Repeat each of the lines below word for word, and leave the pictures out of your answer.

==== Information shown

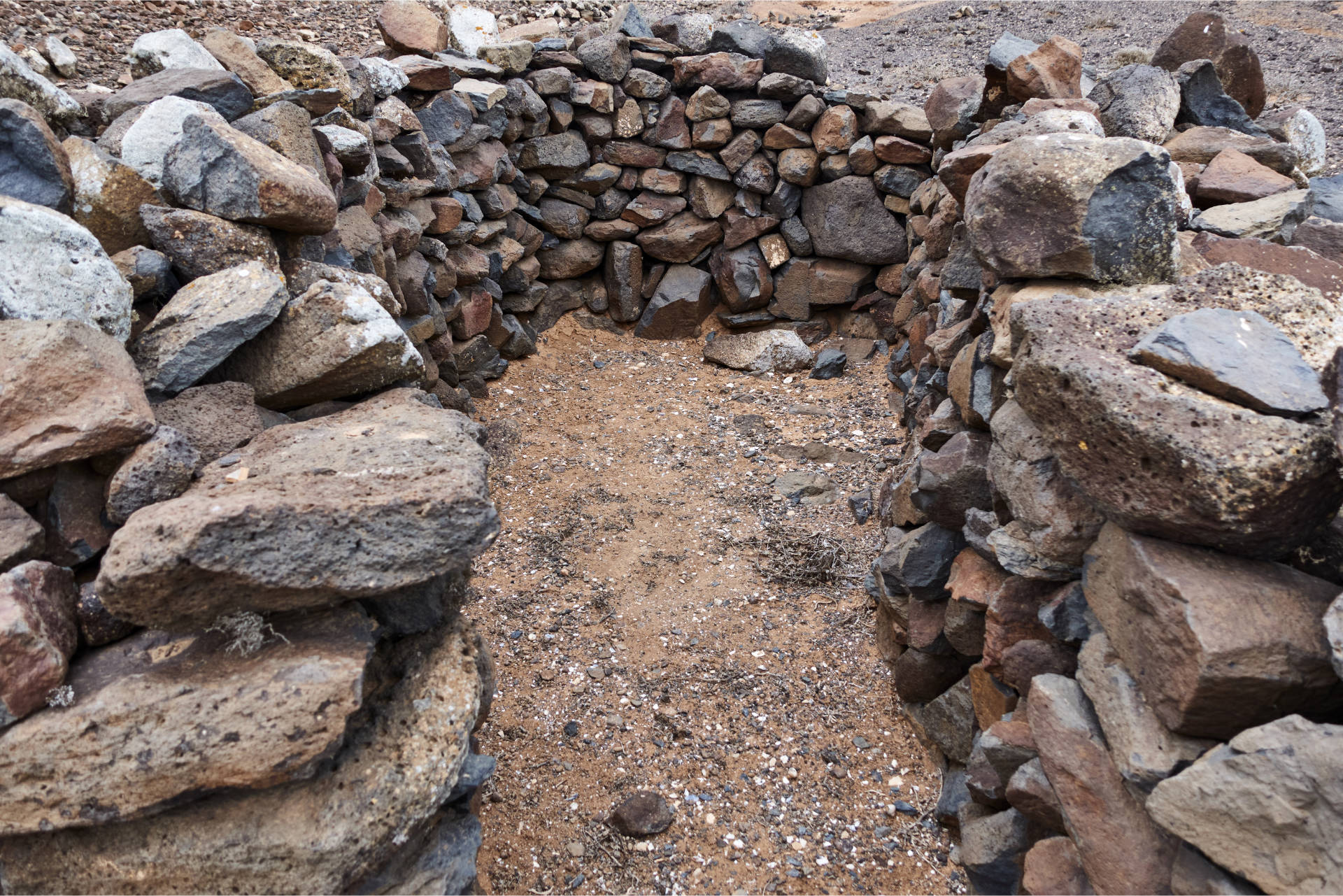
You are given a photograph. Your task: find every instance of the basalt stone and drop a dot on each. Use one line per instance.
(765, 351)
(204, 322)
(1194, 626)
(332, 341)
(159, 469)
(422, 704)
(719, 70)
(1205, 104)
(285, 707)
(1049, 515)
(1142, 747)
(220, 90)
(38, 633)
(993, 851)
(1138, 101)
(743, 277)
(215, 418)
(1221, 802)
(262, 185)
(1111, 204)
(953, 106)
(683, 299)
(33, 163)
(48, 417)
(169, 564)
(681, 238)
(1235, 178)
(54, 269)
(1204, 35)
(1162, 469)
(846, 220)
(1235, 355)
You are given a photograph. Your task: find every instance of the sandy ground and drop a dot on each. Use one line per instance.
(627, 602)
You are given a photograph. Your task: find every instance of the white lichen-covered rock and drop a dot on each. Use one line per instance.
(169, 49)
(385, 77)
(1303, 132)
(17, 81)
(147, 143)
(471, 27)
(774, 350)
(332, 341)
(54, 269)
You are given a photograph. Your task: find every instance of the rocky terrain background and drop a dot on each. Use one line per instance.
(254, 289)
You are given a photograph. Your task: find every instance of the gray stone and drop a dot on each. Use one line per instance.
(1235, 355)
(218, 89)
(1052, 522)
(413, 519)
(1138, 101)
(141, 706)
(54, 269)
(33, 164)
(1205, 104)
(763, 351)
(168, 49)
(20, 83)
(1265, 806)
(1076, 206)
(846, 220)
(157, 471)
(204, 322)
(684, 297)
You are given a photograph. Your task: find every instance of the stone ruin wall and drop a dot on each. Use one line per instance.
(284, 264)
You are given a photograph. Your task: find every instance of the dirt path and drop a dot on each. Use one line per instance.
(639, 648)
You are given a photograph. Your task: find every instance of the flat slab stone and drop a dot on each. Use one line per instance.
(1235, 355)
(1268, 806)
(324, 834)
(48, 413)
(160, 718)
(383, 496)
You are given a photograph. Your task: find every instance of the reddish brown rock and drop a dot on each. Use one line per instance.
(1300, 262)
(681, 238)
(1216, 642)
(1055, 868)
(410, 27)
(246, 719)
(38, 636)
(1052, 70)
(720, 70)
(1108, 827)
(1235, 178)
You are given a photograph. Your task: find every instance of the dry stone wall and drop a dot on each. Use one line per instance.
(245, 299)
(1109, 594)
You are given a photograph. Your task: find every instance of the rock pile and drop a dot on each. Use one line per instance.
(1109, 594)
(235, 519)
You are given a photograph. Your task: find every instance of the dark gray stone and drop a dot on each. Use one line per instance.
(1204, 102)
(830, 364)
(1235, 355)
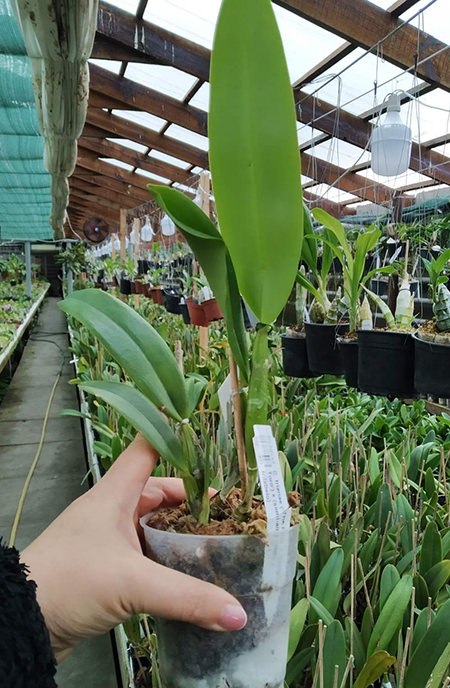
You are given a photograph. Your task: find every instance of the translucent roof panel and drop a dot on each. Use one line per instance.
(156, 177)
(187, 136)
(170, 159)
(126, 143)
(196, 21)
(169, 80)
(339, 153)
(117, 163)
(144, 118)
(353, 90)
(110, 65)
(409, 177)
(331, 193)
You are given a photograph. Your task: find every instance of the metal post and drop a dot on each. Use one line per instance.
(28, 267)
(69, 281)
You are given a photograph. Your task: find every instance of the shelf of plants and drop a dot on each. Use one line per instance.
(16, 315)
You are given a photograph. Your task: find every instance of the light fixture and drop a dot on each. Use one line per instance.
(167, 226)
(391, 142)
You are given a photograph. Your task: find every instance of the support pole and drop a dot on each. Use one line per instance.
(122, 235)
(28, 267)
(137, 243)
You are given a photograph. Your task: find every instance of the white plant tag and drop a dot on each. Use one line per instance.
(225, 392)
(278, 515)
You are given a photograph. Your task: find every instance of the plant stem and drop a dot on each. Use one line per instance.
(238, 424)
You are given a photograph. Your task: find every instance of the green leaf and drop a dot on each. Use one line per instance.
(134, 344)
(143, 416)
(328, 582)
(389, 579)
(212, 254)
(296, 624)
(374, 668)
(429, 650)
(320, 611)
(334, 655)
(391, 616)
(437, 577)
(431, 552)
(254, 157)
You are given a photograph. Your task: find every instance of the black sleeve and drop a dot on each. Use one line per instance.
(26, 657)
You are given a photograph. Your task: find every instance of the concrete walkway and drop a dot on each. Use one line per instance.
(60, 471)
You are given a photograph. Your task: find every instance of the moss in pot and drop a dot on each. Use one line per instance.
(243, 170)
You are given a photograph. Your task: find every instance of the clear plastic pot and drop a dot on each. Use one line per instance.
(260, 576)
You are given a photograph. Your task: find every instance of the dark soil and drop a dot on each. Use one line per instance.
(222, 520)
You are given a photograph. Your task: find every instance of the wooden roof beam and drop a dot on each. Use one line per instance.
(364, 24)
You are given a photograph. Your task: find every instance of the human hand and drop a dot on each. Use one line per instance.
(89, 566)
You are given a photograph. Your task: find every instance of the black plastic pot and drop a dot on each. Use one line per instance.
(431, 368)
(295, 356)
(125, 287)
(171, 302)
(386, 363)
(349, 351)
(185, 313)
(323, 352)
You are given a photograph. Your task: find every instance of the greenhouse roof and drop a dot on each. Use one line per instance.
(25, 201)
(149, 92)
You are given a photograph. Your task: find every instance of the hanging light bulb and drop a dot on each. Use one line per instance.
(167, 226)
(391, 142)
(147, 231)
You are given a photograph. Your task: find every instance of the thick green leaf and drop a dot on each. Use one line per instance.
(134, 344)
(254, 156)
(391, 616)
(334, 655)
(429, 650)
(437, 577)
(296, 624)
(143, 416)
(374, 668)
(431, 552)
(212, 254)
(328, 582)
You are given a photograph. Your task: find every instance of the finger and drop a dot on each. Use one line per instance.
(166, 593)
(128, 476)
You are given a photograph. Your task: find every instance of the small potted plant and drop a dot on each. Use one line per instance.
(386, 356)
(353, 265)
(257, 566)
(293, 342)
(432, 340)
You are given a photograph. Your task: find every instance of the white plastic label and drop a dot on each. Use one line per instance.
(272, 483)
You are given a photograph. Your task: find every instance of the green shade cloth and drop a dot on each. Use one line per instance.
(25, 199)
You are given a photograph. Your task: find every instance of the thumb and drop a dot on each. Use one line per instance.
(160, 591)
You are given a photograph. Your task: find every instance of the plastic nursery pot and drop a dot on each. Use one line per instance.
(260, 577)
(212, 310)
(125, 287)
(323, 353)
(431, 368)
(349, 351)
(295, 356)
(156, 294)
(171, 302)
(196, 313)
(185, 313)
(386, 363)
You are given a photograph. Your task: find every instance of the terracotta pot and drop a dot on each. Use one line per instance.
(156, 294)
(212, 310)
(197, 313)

========

The reply:
You are given a photograph. Your task: find every instance of the basalt stone and drop a dot on each. Use one line per instance.
(765, 351)
(204, 322)
(1194, 626)
(332, 341)
(159, 469)
(422, 704)
(719, 70)
(1205, 104)
(285, 707)
(1049, 515)
(1142, 747)
(220, 90)
(38, 633)
(993, 851)
(1138, 101)
(743, 277)
(215, 418)
(1221, 802)
(262, 185)
(1111, 204)
(953, 106)
(683, 299)
(33, 163)
(48, 417)
(169, 564)
(681, 238)
(1235, 178)
(54, 269)
(1204, 35)
(1162, 469)
(846, 220)
(1235, 355)
You are given a photograph. Your task: find every instance of the sandy ground and drop a dot on each. Use one line per instance.
(627, 602)
You are given a photograph. Your task: find every instance of the white lichen-covered rock and drop a dot on each. Use one line per instance.
(169, 49)
(385, 77)
(1303, 132)
(17, 81)
(147, 143)
(471, 27)
(774, 350)
(332, 341)
(54, 269)
You are given a photograph. Your task: find every instance of the rocky terrain background and drop a dot on each. Use one line per instance.
(254, 289)
You are given a photograph. Your task: find every instance of the gray stone and drop a dot on each. Use one line per instance.
(1235, 355)
(218, 89)
(1052, 522)
(413, 519)
(1138, 101)
(141, 706)
(54, 269)
(33, 164)
(1205, 104)
(763, 351)
(168, 49)
(20, 83)
(1265, 806)
(1076, 206)
(846, 220)
(157, 471)
(204, 322)
(684, 297)
You are given a photograph. Your task: find every instance of the stone ruin wall and drop a dot on each. Use one line per instance.
(284, 264)
You are given a photograph. Your task: find every instance of the dirt path and drop a dot on each. Use one line per instance.
(639, 648)
You are given a photograph. Your task: find every instance of the flat slab stone and drop a dot on each. Use one line per instance.
(1235, 355)
(1268, 806)
(324, 834)
(48, 413)
(160, 718)
(383, 496)
You are given a photograph. Your task: find every instance of the reddish brown rock and drop a dot on each. Use one line per instance.
(1300, 262)
(681, 238)
(1216, 642)
(1055, 868)
(410, 27)
(246, 719)
(38, 636)
(1052, 70)
(720, 70)
(1108, 827)
(1235, 178)
You are given a photograph. Your task: find every instance of the dry stone wall and drop a dot on each. Use one line per instance.
(245, 299)
(1109, 594)
You are given a photograph. Your task: find every instance of the rock pile and drop a dot on each. Use one line per instance.
(1109, 594)
(235, 519)
You are given a photograph. Your task: find every instance of the dark gray stone and drop a dot on each. Use one line per instance.
(1204, 102)
(830, 364)
(1235, 355)
You are given a photograph. Your task: find every instance of the translucent roof panel and drop a dot on each. Use one line per instance.
(156, 177)
(187, 136)
(170, 159)
(126, 143)
(196, 21)
(169, 80)
(339, 153)
(117, 163)
(144, 118)
(353, 90)
(110, 65)
(409, 177)
(331, 193)
You are given a photograph. Your task: find every instance of the metal post and drop a dot on each. Use one line per instance.
(28, 267)
(69, 281)
You are given a photograph. Your task: find every instance of the shelf of plants and drop a dot on each. Use one line per instance.
(16, 315)
You are given a photograph. Your task: find every instance of the light fixture and drop a dot on each. Use one line per instance.
(167, 226)
(391, 142)
You are given a photograph. Your task: find every instance of the support pole and drop a dot on each. Use one line per instance.
(122, 235)
(28, 267)
(137, 243)
You are given a photograph. Your task: find every instance of the white plant tag and drop a dot on each. Use one line per instance.
(225, 392)
(278, 515)
You are given a photograph. Your task: find every instance of the plant stem and drop a dot on each. Use one line per instance.
(238, 424)
You are given a photograph. Your task: find every instance of the green leaf and drop a dot on each. Use one line per instance.
(134, 344)
(143, 416)
(328, 582)
(389, 579)
(212, 254)
(296, 624)
(374, 668)
(429, 650)
(320, 611)
(334, 655)
(391, 616)
(437, 577)
(431, 552)
(254, 157)
You are given a photograph. Your task: find every instance of the black sleeve and drop a dot on each. Use one line per instance.
(26, 657)
You are given a photograph. Your task: find every instance of the concrete walkway and drop a dot on each. Use one line per instance.
(60, 471)
You are given a photograph. Your task: find every instance of the moss in pot and drop a dot on each. Use one line per instance.
(243, 170)
You are given a photograph. Your task: find every instance of the clear plastic pot and drop a dot on each. Use one line per instance.
(260, 576)
You are given a photograph. Your task: find every instance of the dark soil and drop a dot on each. Use one line per instance.
(222, 520)
You are given a photograph. Your task: find every instance of the wooden roof beam and drop a dot on each. Use one line per instance.
(364, 24)
You are given a photograph. Your task: find every instance of the human hand and drop a dot on each. Use one line per instance.
(89, 566)
You are given a photograph. Your task: find every instance of the black plastic pot and drop a dot on each. Use one line per instance.
(431, 368)
(295, 356)
(125, 287)
(171, 302)
(386, 363)
(349, 351)
(185, 313)
(323, 352)
You are given a photograph. Your task: find every instance of the greenhouse roof and drop a dot on each. Use one line per instance.
(25, 201)
(149, 92)
You are given a photograph. Your task: find every instance of the hanging light bulb and drop a dot on each. Use one line per instance.
(167, 226)
(391, 142)
(147, 231)
You are given a photograph. Your task: find every instance of the thick green leaf and drop a dot on each. Use one line per instance.
(134, 344)
(254, 156)
(391, 616)
(334, 655)
(429, 650)
(437, 577)
(296, 624)
(143, 416)
(374, 668)
(431, 552)
(212, 254)
(328, 582)
You are given a photograph. Your task: find every instance of the finger and drop a dot on each. Use one line per instance.
(166, 593)
(128, 476)
You are given a photograph. Your task: find every instance of the small potted plant and drop a dot on each. Use one line per instance.
(386, 356)
(353, 265)
(257, 566)
(293, 342)
(432, 340)
You are given a photograph. Your task: find every instance of the white plastic label and drop a dot on each. Use one line per instance.
(272, 483)
You are given a photograph. Your task: find every instance of the green shade cloth and drop a dot on each. Use one line per instance.
(25, 199)
You are given a photograph. Your task: find every instance of the thumb and drop a dot on each. Use one line per instance.
(160, 591)
You are given a photograph. Your task: find every instance of the plastic nursery pot and drop a dot on each. Use one line per instance.
(260, 577)
(212, 310)
(125, 287)
(323, 353)
(431, 368)
(349, 351)
(295, 356)
(156, 294)
(171, 302)
(196, 313)
(185, 313)
(386, 363)
You are given a photograph. Your task: find every instance of the terracotta pot and drop a dot on each. Use one line per instance.
(156, 294)
(212, 310)
(197, 313)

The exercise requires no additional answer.